**SUPPLIED PASSAGE**
Well everything came crashing down on me a few weeks ago. Ended up in the hospital for a week even though I had been in and out several times thru the year. I really haven't explained what has been going on since I didn't know how it was going to end and I didn't want everyone worrying about me.

 

Back around September I was just coming off another surgery to my back and went in to have some tests done. During the testing I was found to have a dormant form of Tuberculosis. So the next thing I know I have 9 months worth of pills to take to deal with that. They really tax the liver, so in a weird way all my prior back surgeries helped me out there. One, it would have never been caught and 2, I stopped drinking while on pain meds. So my liver was much healthier than it would have been otherwise. Since I was over 35 (their threshold for taking the drugs) I had to be constantly monitored in case my liver tried to stop making some enzymes and shut down.

 

As I was dealing with that and having tests done they also found some lung cancer.I was devastated, cancer is one word I never ever want to hear. Luckily it was found very early and my prognosis was good but I had to add chemo on top of everything else.

 

Well December comes and I get back to work. For the next several months I'm working 60-80 hour weeks. I was barely getting thru it all. After 2 months, chemo stops and I'm found to be cancer free, so I'm thinking the worst is over. Several check-ups find no signs of the cancer. But work continues at breakneck pace and still taking all these meds and my body started wearing down.

**TASK REQUIREMENTS**
Carry the personal account of tuberculosis and cancer treatment further, picking up right after its last sentence. The records have nothing to do with this text.

**PROVIDED INFORMATION**
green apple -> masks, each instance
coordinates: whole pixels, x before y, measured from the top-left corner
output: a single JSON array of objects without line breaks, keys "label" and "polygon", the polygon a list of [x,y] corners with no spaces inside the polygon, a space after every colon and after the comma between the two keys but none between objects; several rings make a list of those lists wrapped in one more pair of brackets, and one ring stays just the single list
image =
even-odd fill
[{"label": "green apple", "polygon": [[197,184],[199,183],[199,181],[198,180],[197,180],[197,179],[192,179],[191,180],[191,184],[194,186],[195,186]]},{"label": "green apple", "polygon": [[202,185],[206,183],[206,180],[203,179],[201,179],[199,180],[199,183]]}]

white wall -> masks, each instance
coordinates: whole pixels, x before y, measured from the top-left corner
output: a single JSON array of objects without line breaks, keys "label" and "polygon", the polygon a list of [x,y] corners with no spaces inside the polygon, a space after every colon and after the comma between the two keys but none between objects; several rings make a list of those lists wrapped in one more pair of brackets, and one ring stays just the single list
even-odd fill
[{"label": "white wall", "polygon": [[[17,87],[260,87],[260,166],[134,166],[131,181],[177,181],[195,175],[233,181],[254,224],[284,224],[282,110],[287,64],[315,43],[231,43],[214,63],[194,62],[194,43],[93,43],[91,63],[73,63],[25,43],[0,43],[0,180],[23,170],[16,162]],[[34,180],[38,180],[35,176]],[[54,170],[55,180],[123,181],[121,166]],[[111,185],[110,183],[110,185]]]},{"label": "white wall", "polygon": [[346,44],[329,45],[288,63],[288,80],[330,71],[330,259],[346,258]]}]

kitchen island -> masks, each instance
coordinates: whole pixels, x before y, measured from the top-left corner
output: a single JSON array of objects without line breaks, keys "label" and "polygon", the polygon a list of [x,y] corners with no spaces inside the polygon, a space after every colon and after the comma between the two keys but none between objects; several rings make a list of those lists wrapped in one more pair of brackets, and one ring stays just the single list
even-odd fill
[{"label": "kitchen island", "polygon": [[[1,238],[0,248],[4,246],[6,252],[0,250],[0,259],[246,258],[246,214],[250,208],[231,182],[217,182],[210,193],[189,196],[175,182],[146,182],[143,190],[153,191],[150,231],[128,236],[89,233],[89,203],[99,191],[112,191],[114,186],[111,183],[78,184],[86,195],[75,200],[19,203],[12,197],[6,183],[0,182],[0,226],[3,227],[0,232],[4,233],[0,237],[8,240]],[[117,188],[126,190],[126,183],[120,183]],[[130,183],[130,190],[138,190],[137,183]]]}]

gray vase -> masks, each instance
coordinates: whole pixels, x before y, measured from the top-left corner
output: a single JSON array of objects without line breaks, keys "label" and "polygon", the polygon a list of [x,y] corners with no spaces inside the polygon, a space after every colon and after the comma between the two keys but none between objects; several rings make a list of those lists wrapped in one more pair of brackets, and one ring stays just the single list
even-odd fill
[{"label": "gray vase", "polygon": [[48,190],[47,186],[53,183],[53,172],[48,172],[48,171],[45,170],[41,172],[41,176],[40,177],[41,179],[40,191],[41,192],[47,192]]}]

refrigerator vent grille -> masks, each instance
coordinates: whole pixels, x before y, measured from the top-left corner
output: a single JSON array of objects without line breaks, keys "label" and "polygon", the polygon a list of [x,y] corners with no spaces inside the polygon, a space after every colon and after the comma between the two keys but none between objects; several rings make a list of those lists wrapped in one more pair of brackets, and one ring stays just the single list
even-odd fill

**THE ANSWER**
Starting getting Peripheral Edema (swelling of the legs) and extreme exhaustion. At first it meant a few overnights at the hospital to monitor it when it got bad, but then it was always bad and last week was admitted into the hospital. Seems my body/liver just couldn't take it anymore and was trying to shut down. During the stay I was finally able to finish all the TB meds and get everything stabilized. After 9 months I'm finally done with those horrible little pills. I always felt like someone had sucker punched me in the gut after taking one. My doc was amazed I stuck thru the whole 9 months, But as I said 'What choice did I really have?'

 

So anyways, I'm back home and resting and trying to get my body back to normal. My body is a little out of whack now that all these meds are no longer in the system so I've been a bit sick and nauseous lately but have been assured it's normal. So it's back to crazy hours soon again. Might just pay more attention to what my body is trying to tell this time :thumpsup:

 

I should be much more involved with FDM and gaming pretty soon. Tried to play a little Saturday but I'm not quite ready for that. Just wanted to say thanks for all the support from the few that do know what I've been thru and all the others who've sent pm's or emails or posted inquiring about how I'm doing. I really appreciated the all the support and kind words.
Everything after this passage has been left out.